Recorded data
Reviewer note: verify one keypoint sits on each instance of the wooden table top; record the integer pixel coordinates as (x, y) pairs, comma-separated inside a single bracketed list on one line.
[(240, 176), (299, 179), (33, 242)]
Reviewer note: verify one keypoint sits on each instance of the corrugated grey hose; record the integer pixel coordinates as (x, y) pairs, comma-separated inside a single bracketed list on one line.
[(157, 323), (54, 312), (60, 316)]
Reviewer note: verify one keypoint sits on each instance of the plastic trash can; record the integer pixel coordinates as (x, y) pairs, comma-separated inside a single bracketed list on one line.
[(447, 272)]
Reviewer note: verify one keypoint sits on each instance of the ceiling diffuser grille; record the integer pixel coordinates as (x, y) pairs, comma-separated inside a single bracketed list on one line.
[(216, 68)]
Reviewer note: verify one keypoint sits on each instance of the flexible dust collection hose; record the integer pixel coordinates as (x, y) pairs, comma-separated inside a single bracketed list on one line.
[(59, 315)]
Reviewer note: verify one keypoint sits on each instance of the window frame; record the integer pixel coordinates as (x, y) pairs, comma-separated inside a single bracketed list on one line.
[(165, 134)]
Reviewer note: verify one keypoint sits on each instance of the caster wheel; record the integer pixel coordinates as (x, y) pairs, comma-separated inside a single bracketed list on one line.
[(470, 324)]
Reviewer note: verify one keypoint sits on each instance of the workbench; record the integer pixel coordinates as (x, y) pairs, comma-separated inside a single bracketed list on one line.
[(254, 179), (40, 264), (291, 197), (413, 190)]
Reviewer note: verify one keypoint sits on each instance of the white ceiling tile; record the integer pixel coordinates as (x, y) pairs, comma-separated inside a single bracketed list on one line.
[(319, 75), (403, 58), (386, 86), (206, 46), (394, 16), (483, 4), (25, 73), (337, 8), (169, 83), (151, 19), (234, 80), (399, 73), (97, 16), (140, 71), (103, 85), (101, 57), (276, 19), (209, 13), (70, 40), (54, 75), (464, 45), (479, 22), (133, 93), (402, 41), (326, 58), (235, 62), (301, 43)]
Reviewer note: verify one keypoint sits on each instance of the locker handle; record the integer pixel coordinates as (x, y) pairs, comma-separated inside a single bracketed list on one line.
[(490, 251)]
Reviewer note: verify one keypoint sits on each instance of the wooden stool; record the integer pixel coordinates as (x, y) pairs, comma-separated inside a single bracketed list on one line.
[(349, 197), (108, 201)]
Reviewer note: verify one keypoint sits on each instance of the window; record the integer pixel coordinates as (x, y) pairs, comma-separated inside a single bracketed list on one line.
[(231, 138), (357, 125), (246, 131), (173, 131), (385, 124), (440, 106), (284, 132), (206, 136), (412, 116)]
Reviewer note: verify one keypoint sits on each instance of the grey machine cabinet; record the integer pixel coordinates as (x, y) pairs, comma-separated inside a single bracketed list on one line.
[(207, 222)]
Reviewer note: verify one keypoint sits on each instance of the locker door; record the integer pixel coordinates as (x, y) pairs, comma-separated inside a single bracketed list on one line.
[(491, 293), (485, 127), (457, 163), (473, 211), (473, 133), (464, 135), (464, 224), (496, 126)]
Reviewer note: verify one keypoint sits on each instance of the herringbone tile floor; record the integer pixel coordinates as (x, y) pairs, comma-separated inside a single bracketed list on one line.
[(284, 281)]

-- Given instruction --
Copy every one of the rows above without changing anything.

-- Solution to the exercise --
Reviewer note: verify one keypoint sits on each instance of the wooden table top; record the integer pixel coordinates as (x, y) pairs, comma-separated inside a single bracketed list on one line.
[(240, 176), (299, 179), (33, 242)]
Reviewer note: verify one keypoint sits on each instance of the corrugated grey hose; record the integer pixel coordinates as (x, y) pairs, comma-separated inside a single bracketed list on one line.
[(157, 323), (54, 312), (60, 316)]
Reviewer note: verify one keypoint sits on each instance of the plastic trash can; record the integer pixel coordinates as (x, y) pairs, comma-separated inside a single bracketed list on one line.
[(447, 272)]
Reviewer note: verify one keypoint sits on each instance of the ceiling diffuser grille; record the integer pixel coordinates as (x, y) pairs, comma-separated inside a single bracketed list on one line.
[(216, 68)]
Reviewer note: verify one keypoint sits on each instance of the flexible dust collection hose; record the integer pixel coordinates as (x, y) pairs, comma-separated inside a single bracketed list on one line.
[(59, 315)]
Reviewer note: verify one keypoint sits on each instance of the window frame; record the integer pixel coordinates as (x, y) pairs, comma-separated inside a single bracketed list on one line.
[(165, 134)]
Reviewer note: verify one keypoint sits on each instance of the caster wheel; record the integer pixel coordinates as (x, y) pairs, comma-separated inside a single bracketed list on one line.
[(470, 324)]
Reviewer note: verify one keypoint sits on each instance of the workbench; record the integer pixel coordinates as (x, y) pairs, comma-separated inside a single bracketed list on one line.
[(254, 179), (40, 264), (291, 197), (413, 190)]
Reviewer note: verify one keypoint sits on each instance of the white ceiling tile; record the integer pixel coordinates as (x, y) pairs, comma-separated inside a single bracketed list on one line.
[(319, 75), (403, 58), (386, 86), (206, 46), (394, 16), (483, 4), (25, 73), (337, 8), (169, 83), (151, 19), (234, 80), (399, 73), (97, 16), (140, 71), (103, 85), (101, 57), (276, 19), (209, 13), (70, 40), (54, 75), (464, 45), (479, 22), (133, 93), (402, 41), (326, 58), (235, 62), (301, 43)]
Reviewer note: verify one keypoint sits on each instance of the locker handle; record the integer pixel coordinates as (x, y) pairs, comma-separated inside a single bracketed list on one line.
[(490, 251)]
Reviewer note: verify one keypoint sits on each instance of the wooden stool; record the integer pixel coordinates as (x, y) pairs, comma-separated inside a single bracketed list on one line.
[(349, 197), (108, 201)]
Reviewer note: verify one keypoint sits on each instance of the window; record the integer pixel coordinates as (x, y) pairs, comma-separated inside a single bracketed list on one line.
[(231, 138), (357, 125), (246, 131), (173, 131), (385, 124), (440, 106), (284, 132), (206, 136), (412, 116)]
Reviewer note: verify one keypoint sits on each instance of the grey machine cabinet; record the integer pixel coordinates as (x, y) pairs, comma-separated inside a single bracketed list on one line.
[(207, 222)]
Reviewer note: verify one keypoint sits on each instance of the locker door; record the integer pixel coordinates as (x, y) pairs, comma-separated inside a single bracketed list on one line.
[(491, 293), (485, 127), (457, 163), (473, 211), (473, 133), (464, 135), (464, 224), (496, 126)]
Reviewer note: verify one keypoint sits on each instance of the herringbone tile floor; record the integer pixel coordinates as (x, y) pairs, comma-separated inside a single bracketed list on one line.
[(284, 281)]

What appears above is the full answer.